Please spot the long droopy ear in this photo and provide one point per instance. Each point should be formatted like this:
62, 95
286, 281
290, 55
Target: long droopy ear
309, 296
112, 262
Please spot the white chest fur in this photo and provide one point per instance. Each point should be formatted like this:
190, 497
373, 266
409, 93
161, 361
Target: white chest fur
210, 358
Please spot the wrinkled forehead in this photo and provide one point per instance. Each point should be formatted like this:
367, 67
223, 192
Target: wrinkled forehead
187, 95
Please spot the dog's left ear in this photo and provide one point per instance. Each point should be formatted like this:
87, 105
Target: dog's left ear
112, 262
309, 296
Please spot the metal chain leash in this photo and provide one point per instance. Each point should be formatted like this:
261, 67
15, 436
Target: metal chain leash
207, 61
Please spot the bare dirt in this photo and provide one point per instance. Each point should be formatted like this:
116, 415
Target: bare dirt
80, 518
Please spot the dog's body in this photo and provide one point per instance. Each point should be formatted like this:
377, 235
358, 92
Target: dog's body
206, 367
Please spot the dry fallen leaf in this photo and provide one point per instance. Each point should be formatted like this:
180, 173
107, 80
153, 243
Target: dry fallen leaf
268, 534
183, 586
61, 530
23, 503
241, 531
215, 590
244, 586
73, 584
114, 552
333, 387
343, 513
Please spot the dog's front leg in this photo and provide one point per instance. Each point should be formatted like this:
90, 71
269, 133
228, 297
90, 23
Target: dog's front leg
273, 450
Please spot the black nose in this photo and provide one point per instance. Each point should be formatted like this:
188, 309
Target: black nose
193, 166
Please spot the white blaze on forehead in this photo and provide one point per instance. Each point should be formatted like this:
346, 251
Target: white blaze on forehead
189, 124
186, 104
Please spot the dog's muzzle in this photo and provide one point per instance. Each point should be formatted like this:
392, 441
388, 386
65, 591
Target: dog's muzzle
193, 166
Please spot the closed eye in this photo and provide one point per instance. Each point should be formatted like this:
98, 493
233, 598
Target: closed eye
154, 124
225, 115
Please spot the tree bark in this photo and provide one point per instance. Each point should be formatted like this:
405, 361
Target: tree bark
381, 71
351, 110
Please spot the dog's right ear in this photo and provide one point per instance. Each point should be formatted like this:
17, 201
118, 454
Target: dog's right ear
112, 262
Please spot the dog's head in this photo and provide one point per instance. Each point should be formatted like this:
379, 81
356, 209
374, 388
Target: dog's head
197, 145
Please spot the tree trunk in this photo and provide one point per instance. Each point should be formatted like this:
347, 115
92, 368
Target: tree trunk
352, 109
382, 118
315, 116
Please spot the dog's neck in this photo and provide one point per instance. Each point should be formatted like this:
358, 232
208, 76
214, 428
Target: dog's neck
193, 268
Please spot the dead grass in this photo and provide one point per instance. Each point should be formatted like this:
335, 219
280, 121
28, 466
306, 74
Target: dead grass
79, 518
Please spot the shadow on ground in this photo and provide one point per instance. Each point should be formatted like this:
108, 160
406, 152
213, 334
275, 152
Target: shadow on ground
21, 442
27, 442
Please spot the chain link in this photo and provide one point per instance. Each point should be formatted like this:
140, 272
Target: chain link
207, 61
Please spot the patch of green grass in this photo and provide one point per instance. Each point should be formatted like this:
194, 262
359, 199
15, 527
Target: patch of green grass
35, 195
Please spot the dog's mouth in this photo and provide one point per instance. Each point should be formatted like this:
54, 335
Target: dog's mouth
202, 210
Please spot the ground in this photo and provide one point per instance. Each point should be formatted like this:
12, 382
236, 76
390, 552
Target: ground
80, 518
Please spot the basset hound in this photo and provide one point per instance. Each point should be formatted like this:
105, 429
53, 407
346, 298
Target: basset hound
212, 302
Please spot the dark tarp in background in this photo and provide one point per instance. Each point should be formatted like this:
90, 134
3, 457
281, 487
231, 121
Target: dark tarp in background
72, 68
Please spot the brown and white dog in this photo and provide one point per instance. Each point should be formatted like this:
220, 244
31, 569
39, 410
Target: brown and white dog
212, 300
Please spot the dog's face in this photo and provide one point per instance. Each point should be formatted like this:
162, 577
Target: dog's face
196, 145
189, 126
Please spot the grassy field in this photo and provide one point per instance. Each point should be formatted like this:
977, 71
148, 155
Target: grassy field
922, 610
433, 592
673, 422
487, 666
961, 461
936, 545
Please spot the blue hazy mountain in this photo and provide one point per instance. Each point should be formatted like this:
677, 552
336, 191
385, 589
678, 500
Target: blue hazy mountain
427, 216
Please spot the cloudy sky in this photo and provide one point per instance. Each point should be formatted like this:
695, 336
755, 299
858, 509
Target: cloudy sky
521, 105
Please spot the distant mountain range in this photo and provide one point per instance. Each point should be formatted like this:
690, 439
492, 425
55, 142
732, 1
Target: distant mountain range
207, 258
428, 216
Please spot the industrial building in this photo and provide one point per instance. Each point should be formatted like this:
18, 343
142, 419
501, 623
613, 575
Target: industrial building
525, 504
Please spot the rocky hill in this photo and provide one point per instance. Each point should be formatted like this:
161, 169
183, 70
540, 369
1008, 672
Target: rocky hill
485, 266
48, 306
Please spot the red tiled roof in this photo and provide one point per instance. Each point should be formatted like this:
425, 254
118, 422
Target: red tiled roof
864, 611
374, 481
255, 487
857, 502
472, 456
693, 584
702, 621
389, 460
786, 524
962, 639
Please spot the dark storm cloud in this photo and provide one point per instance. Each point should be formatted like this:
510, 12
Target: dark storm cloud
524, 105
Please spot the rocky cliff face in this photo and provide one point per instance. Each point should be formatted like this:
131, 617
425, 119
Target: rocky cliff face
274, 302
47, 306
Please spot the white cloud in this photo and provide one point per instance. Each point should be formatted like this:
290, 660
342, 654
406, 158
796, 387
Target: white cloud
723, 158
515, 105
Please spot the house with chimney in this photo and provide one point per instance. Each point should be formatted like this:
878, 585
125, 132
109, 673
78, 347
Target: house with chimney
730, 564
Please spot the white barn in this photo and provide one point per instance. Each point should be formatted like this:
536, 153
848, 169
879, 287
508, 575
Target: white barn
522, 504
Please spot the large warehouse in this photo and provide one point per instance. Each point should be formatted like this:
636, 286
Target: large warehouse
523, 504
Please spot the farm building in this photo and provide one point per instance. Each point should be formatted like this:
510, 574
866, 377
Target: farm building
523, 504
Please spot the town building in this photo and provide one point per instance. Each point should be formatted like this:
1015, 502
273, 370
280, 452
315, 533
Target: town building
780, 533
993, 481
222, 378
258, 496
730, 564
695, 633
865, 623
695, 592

- - - -

Every entry must be output again, exactly as written above.

Solved exercise —
Please spot the long droopy ear in this photo and provide one point per instance. Each point should be formatted like this:
62, 95
286, 281
290, 55
Target: long droopy ear
309, 296
112, 262
Please spot the white chest fur in this photo and provide one point per instance. Each point should be formatted like this:
190, 497
373, 266
409, 93
161, 361
Target: white chest fur
210, 358
Please spot the wrinkled forehead in this photo and provide one point per instance. Each point should be formatted like this:
367, 67
223, 192
Target: wrinkled forehead
187, 95
Please spot the dog's left ear in this photo and provide one point per instance. Each point should be formatted like this:
87, 105
Target: dog's left ear
112, 262
309, 296
Please spot the metal chain leash in this photo and provide one point per instance. Each point should be formatted like this:
261, 67
15, 436
Target: metal chain leash
207, 61
Please spot the bare dirt in this photo and provide one point per instance. Each point should be formatted like this:
116, 415
Target: bare dirt
80, 518
Please spot the dog's body in this photo and provide one point per instance. Each point should be formatted like this:
377, 235
358, 92
Target: dog's body
206, 367
Please spot the dry fallen leaf in this photo and provide one point per instance. Each point should be formatted like this:
180, 173
107, 80
153, 243
Target: dry fallen leaf
268, 534
183, 586
61, 530
23, 503
241, 531
215, 590
244, 586
73, 584
114, 552
333, 387
343, 513
Please spot the dog's front leg in this photo and provide one point per instance. Each point should be formatted like this:
90, 71
269, 133
228, 297
90, 23
Target: dog's front leg
273, 450
Please spot the black nose in this photo and provide one point per instance. Each point should be formatted like this:
188, 309
Target: black nose
193, 166
Please spot the white blaze on forehead in this photo and provide one point per instance. Each point should be formatted like this:
346, 251
Target: white blaze on forehead
189, 124
186, 104
Please spot the dog's muzzle in this photo and provide one point per instance. Each point should be formatted like this:
392, 441
388, 386
65, 591
Target: dog's muzzle
193, 166
Please spot the closed eye in this photo and provide one point per instance. Each point should be formatted like this:
98, 493
233, 598
Target: closed eye
154, 124
225, 115
Please spot the tree bark in this photo and provide one point per instance. Each point should be formatted like this:
405, 361
Target: tree bark
381, 71
351, 110
Please spot the dog's right ear in this photo and provide one point per instance. Each point should be formatted like this:
17, 201
118, 454
Target: dog's right ear
112, 262
Please spot the dog's head in this photo and provide one point per instance. Each point should be formatted like this:
379, 81
356, 209
374, 388
Target: dog's head
197, 145
Please spot the tree trunk in this photo and provide one point per instance. Each point should be formatted like this:
347, 115
92, 368
Target: tree trunk
352, 109
382, 118
315, 116
Please spot the dog's neck in this photo and provide one point per instance. Each point should be formatted like this:
358, 232
208, 76
214, 428
Target: dog's neck
193, 268
Please spot the dead grass in this photo and provide one point per instance. Each point should be formatted like this:
335, 219
280, 121
28, 466
306, 74
Target: dead grass
79, 518
Please spot the shadow on ground in this photo and provide one point per instance. Each point should be formatted like this:
108, 160
406, 152
213, 334
275, 152
Target: shadow on ground
21, 442
27, 442
Please spot the chain link in this photo and provide one point per instance. Each point should be formatted like this:
140, 272
Target: chain link
207, 61
Please spot the patch of green grass in this photo and provide one point per instance. Each point should be formatted like this:
194, 262
359, 199
15, 527
Target: patch of green grass
35, 195
Please spot the dog's mouth in this photo and provide one point per instance. Each point should be formatted like this:
54, 335
Target: dog's mouth
202, 210
Please spot the ground in this photo and provide one point per instance. Each point should be formatted like this:
12, 382
236, 76
390, 552
Target: ground
80, 518
Please spot the basset hound in this photo and provide one point per instance. Each point should be formatted like this:
105, 429
53, 407
346, 298
Target: basset hound
212, 302
Please spot the dark tarp in background in this photo and provide one point per instance. Each point should be formatted like this:
90, 134
3, 457
281, 487
231, 121
Target: dark tarp in background
72, 68
Please spot the brown and white dog in this photo and provide one point per instance. Each point should be formatted like this:
220, 244
31, 569
39, 410
Target: brown and white dog
212, 300
Please spot the dog's face in this photo and provide one point per instance. Each point should be formatted like this:
162, 577
Target: dog's face
196, 145
189, 126
Please spot the grassy field in this photo and provide one point per instance. Each point should be formatted like this:
977, 71
148, 155
Target: grassy field
922, 610
433, 592
673, 422
487, 666
961, 461
936, 545
Please spot the blue hazy mountain in this photo and provide one point per instance. Each point should be formatted like this:
677, 552
336, 191
385, 589
678, 500
Target: blue hazy mountain
427, 216
Please spot the cloudy sky in this photo and provide one point per instance. Each point should be formatted like this:
695, 336
755, 299
858, 509
Target: cloudy sky
521, 105
Please spot the distant mountain range in this photo and provide one point per instance. Each point should be formatted like this:
690, 439
492, 425
55, 142
732, 1
Target: distant mountain range
207, 258
428, 216
Please spot the industrial building in this photo and provide one point per instance. Each point should be formatted like this:
18, 343
142, 419
501, 623
613, 575
Target: industrial building
525, 504
Please spot the rocky hill in this photo and provide one point per instance. Each point should be formatted like this:
161, 169
183, 70
540, 369
1008, 672
Target: rocky hill
485, 266
48, 306
Please spot the red tiled roof in this photo and provide one point per instance. Each point should be formatted like this:
425, 254
118, 422
Target: red tiled roof
864, 611
374, 481
255, 487
857, 502
472, 456
693, 584
702, 621
389, 460
786, 524
962, 639
Please spot the dark storm cloud in this photo and provide one point per instance. Each point should be formatted like this:
510, 12
Target: dark storm cloud
524, 105
Please spot the rocky cliff face in this photo and provide one point per instance. Each point should be formatted like this:
131, 617
425, 119
Target: rocky cliff face
274, 302
47, 306
Please spot the white cloud in this photo and provide one point per instance. Each point should be formatted like this:
290, 660
342, 654
406, 158
796, 387
Target: white cloud
723, 158
515, 105
Please spot the house with chimney in this photo and provide one point per instance. Each point should be formatted like this:
878, 585
125, 132
109, 673
78, 347
Target: house with chimney
730, 564
Please spot the white barn in this photo and provide one point per instance. Each point should be formatted like this:
536, 153
848, 169
879, 287
508, 575
Target: white barn
522, 504
Please spot the large warehouse in this photo and provide one point per instance. Each point should be formatted like this:
636, 286
Target: large warehouse
523, 504
Please spot the farm building in this photo and provide one point per instance. Each point should be formatted like this:
510, 574
866, 377
Target: farm building
523, 504
Please spot the town building in this photo and provide one point per instance. Each point should be formatted like this:
1015, 502
273, 370
280, 452
315, 533
Target: town building
780, 533
993, 481
222, 378
258, 496
730, 564
695, 633
865, 623
695, 592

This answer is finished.